◆ Your instructions ◆
State how many lines in the data contain the string "hand", with case counting, and reply with that number alone.

:::

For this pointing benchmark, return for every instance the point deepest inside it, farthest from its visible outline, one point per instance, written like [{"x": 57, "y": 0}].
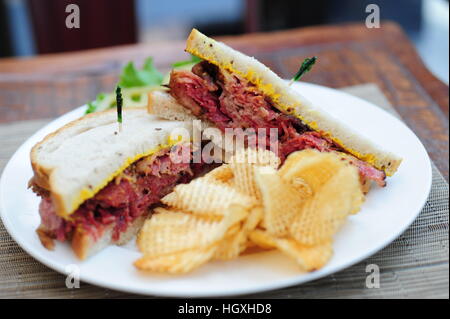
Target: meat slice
[
  {"x": 196, "y": 94},
  {"x": 120, "y": 202},
  {"x": 230, "y": 101}
]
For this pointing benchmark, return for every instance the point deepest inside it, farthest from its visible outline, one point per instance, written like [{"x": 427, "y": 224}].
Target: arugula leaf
[
  {"x": 92, "y": 106},
  {"x": 304, "y": 68},
  {"x": 194, "y": 60},
  {"x": 132, "y": 77}
]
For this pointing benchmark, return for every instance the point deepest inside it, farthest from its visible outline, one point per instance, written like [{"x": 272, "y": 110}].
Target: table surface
[{"x": 349, "y": 54}]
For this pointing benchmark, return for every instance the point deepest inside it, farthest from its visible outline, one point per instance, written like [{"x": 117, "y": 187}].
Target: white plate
[{"x": 386, "y": 213}]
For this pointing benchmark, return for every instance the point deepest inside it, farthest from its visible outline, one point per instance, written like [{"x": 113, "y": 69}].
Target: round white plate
[{"x": 386, "y": 213}]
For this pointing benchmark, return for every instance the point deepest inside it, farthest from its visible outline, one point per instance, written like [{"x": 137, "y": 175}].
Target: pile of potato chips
[{"x": 250, "y": 202}]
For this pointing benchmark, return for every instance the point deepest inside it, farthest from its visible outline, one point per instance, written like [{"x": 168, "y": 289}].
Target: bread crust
[{"x": 85, "y": 245}]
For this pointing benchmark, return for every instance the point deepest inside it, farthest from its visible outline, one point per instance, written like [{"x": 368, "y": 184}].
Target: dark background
[{"x": 30, "y": 27}]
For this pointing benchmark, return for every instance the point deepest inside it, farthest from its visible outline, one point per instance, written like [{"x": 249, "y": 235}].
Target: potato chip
[
  {"x": 177, "y": 263},
  {"x": 244, "y": 180},
  {"x": 307, "y": 257},
  {"x": 201, "y": 197},
  {"x": 222, "y": 174},
  {"x": 262, "y": 239},
  {"x": 258, "y": 157},
  {"x": 336, "y": 194},
  {"x": 169, "y": 231},
  {"x": 280, "y": 200},
  {"x": 236, "y": 242},
  {"x": 242, "y": 165}
]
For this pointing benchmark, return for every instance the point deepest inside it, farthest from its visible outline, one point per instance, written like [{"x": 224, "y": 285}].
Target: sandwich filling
[
  {"x": 122, "y": 201},
  {"x": 229, "y": 101}
]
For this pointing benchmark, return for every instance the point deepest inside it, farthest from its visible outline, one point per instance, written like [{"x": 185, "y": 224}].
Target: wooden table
[{"x": 350, "y": 54}]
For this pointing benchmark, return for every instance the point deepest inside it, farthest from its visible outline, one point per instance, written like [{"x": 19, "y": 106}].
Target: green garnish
[
  {"x": 93, "y": 106},
  {"x": 132, "y": 77},
  {"x": 119, "y": 101},
  {"x": 304, "y": 68},
  {"x": 194, "y": 60}
]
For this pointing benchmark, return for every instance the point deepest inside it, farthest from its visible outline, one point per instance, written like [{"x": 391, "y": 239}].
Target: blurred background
[{"x": 31, "y": 27}]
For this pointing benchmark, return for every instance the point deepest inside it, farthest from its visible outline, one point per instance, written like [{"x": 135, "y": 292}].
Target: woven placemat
[{"x": 415, "y": 265}]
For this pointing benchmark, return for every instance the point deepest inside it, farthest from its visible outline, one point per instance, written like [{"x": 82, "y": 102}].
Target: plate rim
[{"x": 256, "y": 288}]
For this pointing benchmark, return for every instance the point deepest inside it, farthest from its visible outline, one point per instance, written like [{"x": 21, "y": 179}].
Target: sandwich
[
  {"x": 97, "y": 182},
  {"x": 228, "y": 89}
]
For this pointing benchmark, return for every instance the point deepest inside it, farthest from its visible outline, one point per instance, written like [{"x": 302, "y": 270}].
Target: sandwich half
[
  {"x": 97, "y": 183},
  {"x": 232, "y": 90}
]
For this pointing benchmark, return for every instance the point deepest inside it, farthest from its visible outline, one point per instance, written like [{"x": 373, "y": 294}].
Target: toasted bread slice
[
  {"x": 289, "y": 101},
  {"x": 78, "y": 160},
  {"x": 85, "y": 245}
]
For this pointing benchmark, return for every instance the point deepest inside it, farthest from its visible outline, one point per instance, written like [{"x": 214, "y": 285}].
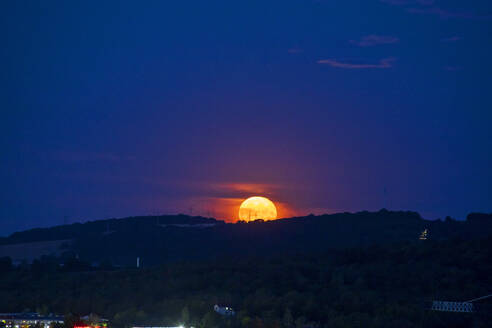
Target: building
[
  {"x": 224, "y": 310},
  {"x": 28, "y": 319}
]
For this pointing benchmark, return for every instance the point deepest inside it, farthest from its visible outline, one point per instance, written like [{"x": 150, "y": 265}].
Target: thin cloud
[
  {"x": 445, "y": 14},
  {"x": 383, "y": 63},
  {"x": 453, "y": 68},
  {"x": 408, "y": 2},
  {"x": 452, "y": 39},
  {"x": 427, "y": 7},
  {"x": 374, "y": 40},
  {"x": 295, "y": 51}
]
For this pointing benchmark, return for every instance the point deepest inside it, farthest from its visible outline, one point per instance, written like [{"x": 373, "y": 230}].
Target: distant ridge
[{"x": 160, "y": 239}]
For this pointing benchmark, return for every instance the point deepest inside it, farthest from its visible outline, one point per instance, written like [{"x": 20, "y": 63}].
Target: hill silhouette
[{"x": 161, "y": 239}]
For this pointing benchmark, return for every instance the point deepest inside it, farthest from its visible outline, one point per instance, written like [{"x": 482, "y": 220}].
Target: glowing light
[{"x": 256, "y": 208}]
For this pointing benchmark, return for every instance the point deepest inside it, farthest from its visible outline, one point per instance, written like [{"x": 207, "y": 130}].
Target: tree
[
  {"x": 185, "y": 315},
  {"x": 288, "y": 320}
]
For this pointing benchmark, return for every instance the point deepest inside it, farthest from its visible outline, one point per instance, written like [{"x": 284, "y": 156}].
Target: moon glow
[{"x": 256, "y": 208}]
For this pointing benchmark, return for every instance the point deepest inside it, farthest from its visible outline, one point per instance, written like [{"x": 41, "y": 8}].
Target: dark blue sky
[{"x": 111, "y": 109}]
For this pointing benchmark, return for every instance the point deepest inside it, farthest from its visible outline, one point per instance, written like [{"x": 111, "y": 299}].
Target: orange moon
[{"x": 256, "y": 208}]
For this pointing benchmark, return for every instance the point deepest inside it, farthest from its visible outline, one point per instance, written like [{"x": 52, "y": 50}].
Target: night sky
[{"x": 113, "y": 109}]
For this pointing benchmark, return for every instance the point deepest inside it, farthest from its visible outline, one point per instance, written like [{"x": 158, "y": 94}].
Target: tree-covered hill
[
  {"x": 377, "y": 286},
  {"x": 161, "y": 239}
]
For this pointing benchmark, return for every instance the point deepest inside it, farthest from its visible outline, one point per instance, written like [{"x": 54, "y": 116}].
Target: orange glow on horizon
[{"x": 257, "y": 208}]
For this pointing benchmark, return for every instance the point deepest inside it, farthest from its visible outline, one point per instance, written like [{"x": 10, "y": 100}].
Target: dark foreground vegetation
[{"x": 376, "y": 286}]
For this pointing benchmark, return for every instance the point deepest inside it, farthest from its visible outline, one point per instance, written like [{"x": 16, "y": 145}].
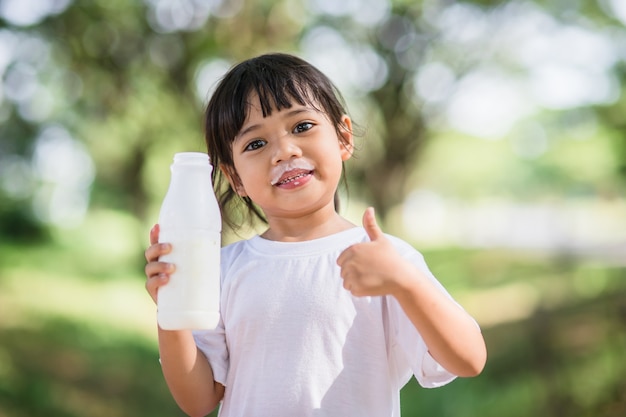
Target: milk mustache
[{"x": 190, "y": 221}]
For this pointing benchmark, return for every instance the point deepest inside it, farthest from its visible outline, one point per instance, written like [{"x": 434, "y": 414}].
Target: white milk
[{"x": 190, "y": 220}]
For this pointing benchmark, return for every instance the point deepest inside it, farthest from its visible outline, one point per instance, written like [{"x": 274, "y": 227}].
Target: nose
[{"x": 285, "y": 148}]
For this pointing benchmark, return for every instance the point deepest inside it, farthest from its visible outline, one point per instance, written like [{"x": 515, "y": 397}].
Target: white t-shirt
[{"x": 293, "y": 342}]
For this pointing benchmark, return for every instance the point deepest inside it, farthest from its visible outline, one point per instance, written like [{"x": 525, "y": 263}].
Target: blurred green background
[{"x": 494, "y": 141}]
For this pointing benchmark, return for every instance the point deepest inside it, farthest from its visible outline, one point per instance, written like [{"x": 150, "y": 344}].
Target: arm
[
  {"x": 186, "y": 370},
  {"x": 376, "y": 268}
]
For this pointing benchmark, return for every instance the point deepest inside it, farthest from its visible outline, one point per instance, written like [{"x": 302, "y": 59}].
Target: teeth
[{"x": 291, "y": 179}]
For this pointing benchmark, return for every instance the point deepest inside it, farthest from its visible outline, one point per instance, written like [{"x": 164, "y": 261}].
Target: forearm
[
  {"x": 188, "y": 373},
  {"x": 453, "y": 338}
]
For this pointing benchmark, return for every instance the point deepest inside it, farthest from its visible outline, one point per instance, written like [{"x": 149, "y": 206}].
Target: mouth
[{"x": 293, "y": 177}]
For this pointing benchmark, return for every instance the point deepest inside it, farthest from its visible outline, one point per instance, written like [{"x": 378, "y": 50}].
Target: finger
[
  {"x": 370, "y": 225},
  {"x": 153, "y": 284},
  {"x": 154, "y": 234},
  {"x": 153, "y": 269},
  {"x": 156, "y": 250}
]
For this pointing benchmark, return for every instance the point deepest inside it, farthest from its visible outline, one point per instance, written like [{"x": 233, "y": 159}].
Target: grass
[{"x": 77, "y": 336}]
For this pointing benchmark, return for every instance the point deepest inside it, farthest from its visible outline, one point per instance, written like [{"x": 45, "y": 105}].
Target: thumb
[{"x": 370, "y": 225}]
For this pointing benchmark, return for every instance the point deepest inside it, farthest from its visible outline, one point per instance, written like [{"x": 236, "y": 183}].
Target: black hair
[{"x": 279, "y": 80}]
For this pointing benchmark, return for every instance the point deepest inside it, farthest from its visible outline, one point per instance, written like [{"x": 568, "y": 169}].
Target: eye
[
  {"x": 303, "y": 127},
  {"x": 255, "y": 144}
]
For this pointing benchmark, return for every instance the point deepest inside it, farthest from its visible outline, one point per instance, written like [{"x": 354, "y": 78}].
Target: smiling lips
[
  {"x": 291, "y": 173},
  {"x": 293, "y": 177}
]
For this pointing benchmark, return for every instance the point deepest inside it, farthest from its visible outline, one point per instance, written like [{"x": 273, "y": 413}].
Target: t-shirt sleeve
[
  {"x": 212, "y": 343},
  {"x": 408, "y": 347}
]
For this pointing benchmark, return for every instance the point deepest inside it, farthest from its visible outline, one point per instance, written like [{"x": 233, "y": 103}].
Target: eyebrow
[{"x": 290, "y": 113}]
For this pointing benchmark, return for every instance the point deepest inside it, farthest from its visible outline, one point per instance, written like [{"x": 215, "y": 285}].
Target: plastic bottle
[{"x": 190, "y": 221}]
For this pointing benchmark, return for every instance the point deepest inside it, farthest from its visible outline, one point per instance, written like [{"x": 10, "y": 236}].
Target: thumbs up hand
[{"x": 374, "y": 267}]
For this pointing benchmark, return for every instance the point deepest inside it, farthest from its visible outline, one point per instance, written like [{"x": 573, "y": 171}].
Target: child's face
[{"x": 265, "y": 146}]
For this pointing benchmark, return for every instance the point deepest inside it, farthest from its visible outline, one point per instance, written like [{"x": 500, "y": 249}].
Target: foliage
[{"x": 96, "y": 96}]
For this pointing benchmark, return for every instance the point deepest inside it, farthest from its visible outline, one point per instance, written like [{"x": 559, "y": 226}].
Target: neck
[{"x": 312, "y": 226}]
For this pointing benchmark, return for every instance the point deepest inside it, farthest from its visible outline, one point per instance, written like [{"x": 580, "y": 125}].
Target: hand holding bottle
[{"x": 157, "y": 273}]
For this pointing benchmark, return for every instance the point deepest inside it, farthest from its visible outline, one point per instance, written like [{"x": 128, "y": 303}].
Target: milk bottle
[{"x": 190, "y": 221}]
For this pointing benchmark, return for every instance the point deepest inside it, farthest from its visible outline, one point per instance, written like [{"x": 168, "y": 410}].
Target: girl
[{"x": 319, "y": 317}]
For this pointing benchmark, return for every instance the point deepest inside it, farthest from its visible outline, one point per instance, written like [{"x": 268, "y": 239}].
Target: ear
[
  {"x": 233, "y": 180},
  {"x": 346, "y": 140}
]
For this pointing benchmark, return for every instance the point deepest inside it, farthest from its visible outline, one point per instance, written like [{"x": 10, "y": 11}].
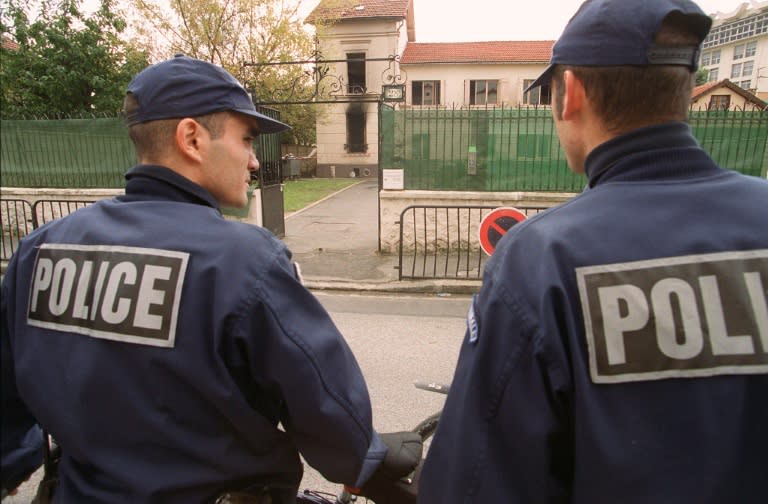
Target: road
[{"x": 398, "y": 340}]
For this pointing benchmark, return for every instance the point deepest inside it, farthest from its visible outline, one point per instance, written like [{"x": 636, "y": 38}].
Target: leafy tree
[
  {"x": 64, "y": 63},
  {"x": 248, "y": 38}
]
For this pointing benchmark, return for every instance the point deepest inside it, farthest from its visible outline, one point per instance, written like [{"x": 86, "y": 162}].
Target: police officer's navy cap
[
  {"x": 622, "y": 32},
  {"x": 188, "y": 87}
]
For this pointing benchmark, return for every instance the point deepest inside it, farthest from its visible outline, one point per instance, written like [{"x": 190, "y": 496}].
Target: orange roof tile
[
  {"x": 535, "y": 51},
  {"x": 358, "y": 9},
  {"x": 700, "y": 90}
]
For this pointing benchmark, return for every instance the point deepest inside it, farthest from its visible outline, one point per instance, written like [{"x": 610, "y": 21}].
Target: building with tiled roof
[
  {"x": 505, "y": 52},
  {"x": 724, "y": 95},
  {"x": 371, "y": 45},
  {"x": 346, "y": 10},
  {"x": 476, "y": 73},
  {"x": 737, "y": 48}
]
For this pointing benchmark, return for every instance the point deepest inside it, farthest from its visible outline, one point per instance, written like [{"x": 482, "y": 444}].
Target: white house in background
[
  {"x": 737, "y": 48},
  {"x": 366, "y": 34},
  {"x": 724, "y": 95},
  {"x": 370, "y": 32},
  {"x": 475, "y": 74}
]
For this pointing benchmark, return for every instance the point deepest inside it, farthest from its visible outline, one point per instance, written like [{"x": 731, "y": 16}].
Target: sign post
[{"x": 495, "y": 225}]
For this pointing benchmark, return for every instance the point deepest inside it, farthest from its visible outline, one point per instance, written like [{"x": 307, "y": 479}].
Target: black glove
[{"x": 403, "y": 455}]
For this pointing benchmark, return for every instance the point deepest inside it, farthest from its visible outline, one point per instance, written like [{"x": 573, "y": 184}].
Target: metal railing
[
  {"x": 19, "y": 218},
  {"x": 17, "y": 222},
  {"x": 443, "y": 242},
  {"x": 47, "y": 210}
]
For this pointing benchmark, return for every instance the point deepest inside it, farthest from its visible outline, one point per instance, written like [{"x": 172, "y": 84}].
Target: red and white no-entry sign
[{"x": 496, "y": 224}]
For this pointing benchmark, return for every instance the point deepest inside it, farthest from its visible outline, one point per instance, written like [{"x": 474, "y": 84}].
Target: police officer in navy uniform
[
  {"x": 618, "y": 349},
  {"x": 174, "y": 355}
]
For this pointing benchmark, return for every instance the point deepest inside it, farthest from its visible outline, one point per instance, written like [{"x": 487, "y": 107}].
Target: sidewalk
[{"x": 335, "y": 242}]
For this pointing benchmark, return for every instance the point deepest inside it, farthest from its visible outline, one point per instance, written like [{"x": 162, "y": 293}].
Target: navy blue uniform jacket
[
  {"x": 618, "y": 349},
  {"x": 173, "y": 354}
]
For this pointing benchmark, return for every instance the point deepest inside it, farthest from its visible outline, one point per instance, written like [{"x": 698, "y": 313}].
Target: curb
[
  {"x": 300, "y": 210},
  {"x": 413, "y": 287}
]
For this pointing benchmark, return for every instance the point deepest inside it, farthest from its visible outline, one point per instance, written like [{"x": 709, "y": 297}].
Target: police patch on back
[
  {"x": 689, "y": 316},
  {"x": 125, "y": 294}
]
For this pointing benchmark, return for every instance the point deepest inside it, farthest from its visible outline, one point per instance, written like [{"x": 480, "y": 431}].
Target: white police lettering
[
  {"x": 126, "y": 294},
  {"x": 675, "y": 317}
]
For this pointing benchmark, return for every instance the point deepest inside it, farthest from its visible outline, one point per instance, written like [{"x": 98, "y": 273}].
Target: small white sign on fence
[{"x": 393, "y": 179}]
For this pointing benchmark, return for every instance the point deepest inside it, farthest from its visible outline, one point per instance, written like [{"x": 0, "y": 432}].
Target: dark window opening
[
  {"x": 425, "y": 93},
  {"x": 356, "y": 73},
  {"x": 483, "y": 92},
  {"x": 356, "y": 131}
]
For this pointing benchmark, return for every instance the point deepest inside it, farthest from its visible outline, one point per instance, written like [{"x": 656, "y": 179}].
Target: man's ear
[
  {"x": 191, "y": 139},
  {"x": 574, "y": 96}
]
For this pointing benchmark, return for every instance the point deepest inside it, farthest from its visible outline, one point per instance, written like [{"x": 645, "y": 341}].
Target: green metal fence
[
  {"x": 517, "y": 149},
  {"x": 84, "y": 153},
  {"x": 494, "y": 149}
]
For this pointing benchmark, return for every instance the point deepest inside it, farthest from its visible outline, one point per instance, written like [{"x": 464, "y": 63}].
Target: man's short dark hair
[
  {"x": 151, "y": 138},
  {"x": 627, "y": 97}
]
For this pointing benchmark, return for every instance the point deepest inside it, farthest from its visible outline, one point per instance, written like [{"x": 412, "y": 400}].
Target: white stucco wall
[
  {"x": 453, "y": 77},
  {"x": 375, "y": 39}
]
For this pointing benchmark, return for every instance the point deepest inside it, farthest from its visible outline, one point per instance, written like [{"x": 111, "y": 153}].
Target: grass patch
[{"x": 298, "y": 194}]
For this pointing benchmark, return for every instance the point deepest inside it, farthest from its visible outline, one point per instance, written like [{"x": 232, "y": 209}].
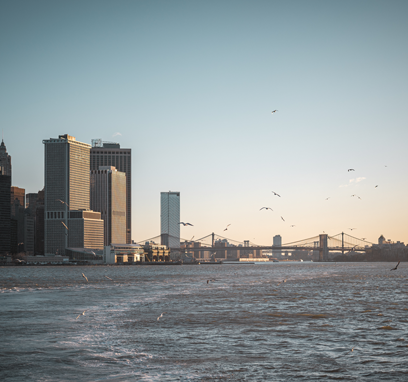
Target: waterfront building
[
  {"x": 85, "y": 229},
  {"x": 277, "y": 241},
  {"x": 110, "y": 154},
  {"x": 108, "y": 196},
  {"x": 39, "y": 224},
  {"x": 17, "y": 221},
  {"x": 5, "y": 160},
  {"x": 5, "y": 214},
  {"x": 67, "y": 188},
  {"x": 170, "y": 219},
  {"x": 123, "y": 253}
]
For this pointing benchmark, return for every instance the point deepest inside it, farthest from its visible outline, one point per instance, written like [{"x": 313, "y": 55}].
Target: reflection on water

:::

◆ Correct response ◆
2